Detalhes da tarefa -
Por favor, escreva a continuação do texto sobre a expansão portuguesa, começando logo após a última frase apresentada.

Excerto da fonte -
FRANCISCO PROENÇA DE GARCIA
Os movimentos independentistas,
o Islão e o Poder Português (Guiné 1963-1974)

CAPÍTULO I - Os grandes poderes mundiais e a África Negra subsequente à Conferência de Berlim

1 - Os grandes poderes mundiais e a África Negra

Podemos considerar que a formação de Portugal se fundamenta num conceito de defesa e alargamento, ou melhor, no de “defender a terra e acrescentá-la”, conforme o título LXIII do livro I das Ordenações Afonsinas (1).

D. Afonso III e D. Dinis, jogando com a fronteira marítima e as novas potencialidades que ela apresentava e sugeria, “(...) consolidaram a existência do único país inteiramente atlântico da Península Ibérica, começando, a partir dessa altura, a explorar essa característica distintiva (...)” (2). Com a crise de 1383- 1385, a absorção do reino por via dinástica foi tentada por D. João I de Castela. A Nação Portuguesa reage, emergindo o Mestre de Avis que, com a batalha de Aljubarrota, em 1385, “(...) consolidou a independência do País e permitiu concretizar a sua vocação para o mar (...)”(3). Assim, pela análise dos comportamentos da época, podemos acrescentar àquele conceito inicial o “da consolidação”, face a outros reinos peninsulares (nomeadamente em relação a Castela), e que se estende de 1297 a 1385, tendo como adversário o “infiel”.

A partir do ano 1385, que marca a consolidação, entra-se numa fase de reflexão que culmina com a decisão de passar a Ceuta (1410) cuja conquista foi considerada serviço de Deus; inicia-se a “expansão” terrestre e marítima, ao longo da costa africana para o sul, rumo à Índia, para a qual se impunha uma protecção terrestre na área do “infiel”. O “gentio” não constituía ameaça, nem se projectava em termos marítimos. O Atlântico era uma “zona de comunicações”.

Pela Bula “Romanus Pontifex”, de 8 de Janeiro de 1454, o Papa Nicolau V conferiu a D. Afonso V o exclusivo das terras e mares conquistados ou a conquistar, para permitir e cobrir a acção de cruzada contra o “infiel” e a catequização do “gentio”. D. Afonso V, em 1466, concedeu o “Trato das partes da Guiné” aos habitantes de Cabo Verde e reservou para a Coroa o “Trato de Arguim”.

Portugal assinou o Tratado de Tordesilhas em 1494. Quatro anos mais tarde, descobriu-se o caminho marítimo para a Índia e, em 1500, foi oficializada a descoberta do Brasil, ficando aberta uma via marítima para todo o hemisfério das Terras de Santa Cruz até às Molucas. Graças aos novos descobrimentos e às novas navegações, “(...) o mundo conhecido ampliara-se espantosamente (...)” (4).

Listagem de dados -
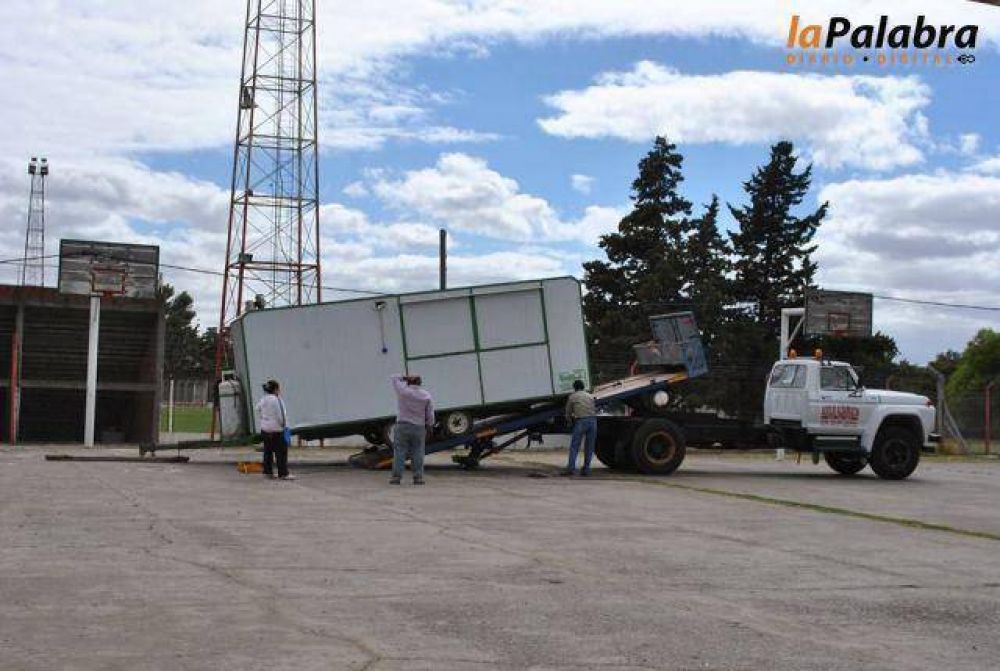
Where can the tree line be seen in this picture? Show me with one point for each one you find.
(666, 256)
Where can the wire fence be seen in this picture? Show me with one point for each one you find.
(188, 392)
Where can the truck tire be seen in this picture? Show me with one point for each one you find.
(845, 464)
(455, 423)
(605, 449)
(373, 434)
(657, 447)
(388, 433)
(895, 454)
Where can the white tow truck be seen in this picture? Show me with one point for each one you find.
(818, 406)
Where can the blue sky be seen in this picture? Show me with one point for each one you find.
(134, 103)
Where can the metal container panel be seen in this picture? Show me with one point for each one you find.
(438, 326)
(568, 346)
(452, 380)
(512, 374)
(510, 319)
(328, 359)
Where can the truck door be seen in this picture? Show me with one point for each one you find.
(840, 408)
(786, 393)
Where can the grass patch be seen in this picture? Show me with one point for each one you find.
(830, 510)
(188, 419)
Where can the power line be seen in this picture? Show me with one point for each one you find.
(940, 304)
(205, 271)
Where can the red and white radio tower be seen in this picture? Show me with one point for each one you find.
(33, 265)
(272, 255)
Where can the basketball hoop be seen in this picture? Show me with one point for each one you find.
(107, 281)
(837, 313)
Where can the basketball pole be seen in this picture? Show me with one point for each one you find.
(91, 408)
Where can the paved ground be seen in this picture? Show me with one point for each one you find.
(734, 563)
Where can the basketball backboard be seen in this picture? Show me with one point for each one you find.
(842, 313)
(90, 267)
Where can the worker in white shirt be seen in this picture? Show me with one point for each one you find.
(273, 422)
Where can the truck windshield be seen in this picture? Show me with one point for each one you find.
(788, 376)
(837, 378)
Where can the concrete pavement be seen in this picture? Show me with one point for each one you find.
(194, 566)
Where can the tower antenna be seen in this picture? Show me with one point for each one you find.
(33, 265)
(272, 252)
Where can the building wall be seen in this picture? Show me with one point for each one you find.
(50, 381)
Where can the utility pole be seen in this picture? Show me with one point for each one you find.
(273, 248)
(33, 265)
(443, 259)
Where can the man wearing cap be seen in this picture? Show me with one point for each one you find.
(273, 422)
(414, 421)
(581, 413)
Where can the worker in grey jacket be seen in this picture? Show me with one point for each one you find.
(581, 412)
(273, 422)
(414, 422)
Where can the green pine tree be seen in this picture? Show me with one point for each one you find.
(773, 244)
(646, 262)
(708, 264)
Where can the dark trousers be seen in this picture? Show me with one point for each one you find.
(275, 448)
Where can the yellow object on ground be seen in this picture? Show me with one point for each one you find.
(250, 467)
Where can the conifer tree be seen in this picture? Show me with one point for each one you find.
(772, 245)
(646, 262)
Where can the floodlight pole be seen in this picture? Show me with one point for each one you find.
(91, 408)
(788, 333)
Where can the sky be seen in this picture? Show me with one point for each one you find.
(518, 127)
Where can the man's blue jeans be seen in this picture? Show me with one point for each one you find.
(584, 428)
(408, 441)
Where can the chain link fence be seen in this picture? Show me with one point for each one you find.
(188, 392)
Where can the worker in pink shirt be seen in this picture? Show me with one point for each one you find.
(414, 422)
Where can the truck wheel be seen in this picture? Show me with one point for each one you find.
(388, 433)
(895, 453)
(658, 447)
(455, 423)
(845, 464)
(373, 434)
(604, 450)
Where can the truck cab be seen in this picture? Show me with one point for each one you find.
(819, 406)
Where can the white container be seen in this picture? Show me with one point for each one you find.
(481, 349)
(231, 410)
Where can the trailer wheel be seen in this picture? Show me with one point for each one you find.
(845, 464)
(895, 454)
(456, 423)
(658, 447)
(604, 450)
(373, 434)
(388, 433)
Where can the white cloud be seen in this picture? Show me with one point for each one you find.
(872, 122)
(922, 236)
(968, 143)
(355, 189)
(989, 165)
(463, 193)
(141, 74)
(582, 183)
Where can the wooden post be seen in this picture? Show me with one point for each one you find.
(987, 412)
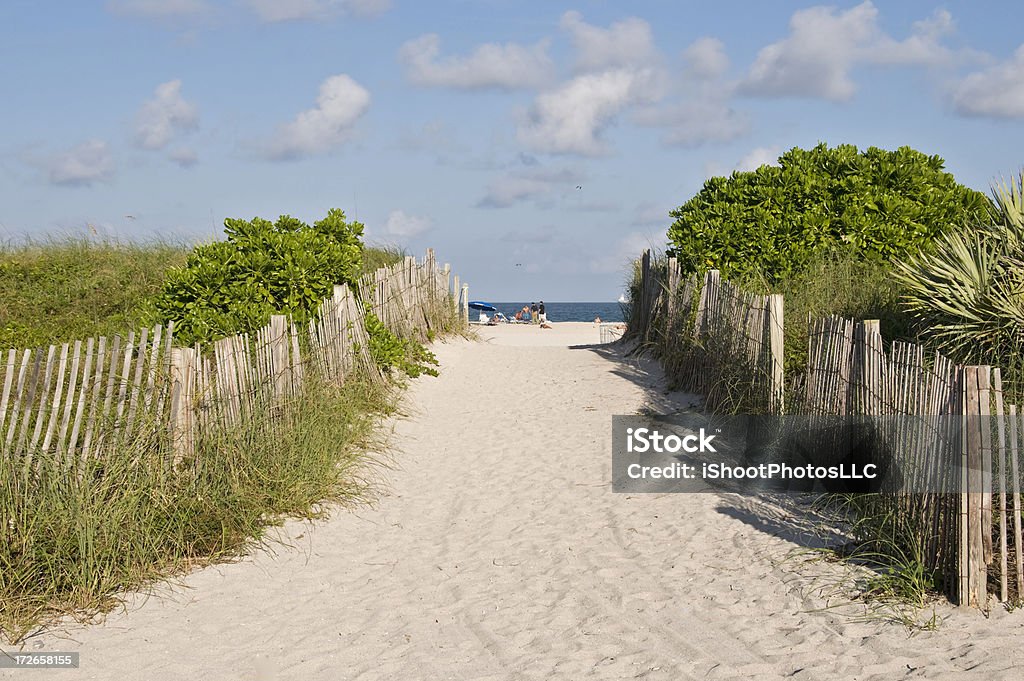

Resposta -
A acção de corso e a actuação dos calvinistas, no Brasil, forçam D. João III a reflectir e a assumir um conceito estratégico, que se traduziu na intenção de abandonar o Norte de África, de manter o possível no Oriente e exercer o esforço no Brasil(1548-1822) (5).

Em 1776, os Estados Unidos da América tornam-se independentes e, em 1789, dá-se a Revolução Francesa; factos importantes que justificam as profundas alterações da área estratégica portuguesa de então (o triângulo Portugal-Brasil-Angola). Com as campanhas napoleónicas, na Península, a Corte desloca-se, em 1807, para o Rio de Janeiro, no Brasil. D. João VI regressa a Portugal, em Agosto de 1821, e o Brasil torna-se independente a 7 de Setembro de 1822.

Uma vez apaziguados os conflitos internos entre liberais e miguelistas, Bernardo de Sá Nogueira, Marquês de Sá da Bandeira, apercebendo-se do papel que a África iria desempenhar, no futuro jogo político dos principais Estados europeus (6), decidiu exercer o esforço nesse continente. Assim, o Governo Setembrista criou, em 7 de Dezembro de 1836, três Governos Gerais para o Ultramar (7) e procurou transferir o fluxo da emigração orientado para o Brasil, para Angola, e encorajar os emigrantes descontentes, no Brasil, a passarem a Angola.

As conquistas da Guiné de Cabo Verde, nos anos 30, estendiam-se desde os 10 aos 13 graus Norte, ao longo da costa, divididas em dois distritos (ver mapa anexo I):

- Bissau, que compreendia as Praças de S. José de Bissau com as dependências do presídio de Geba, da Feitoria de Fá, das ilhas de Bolama e das Galinhas;

- Cacheu, que compreendia Ziguinchor, Cacheu, Bolor e Farim.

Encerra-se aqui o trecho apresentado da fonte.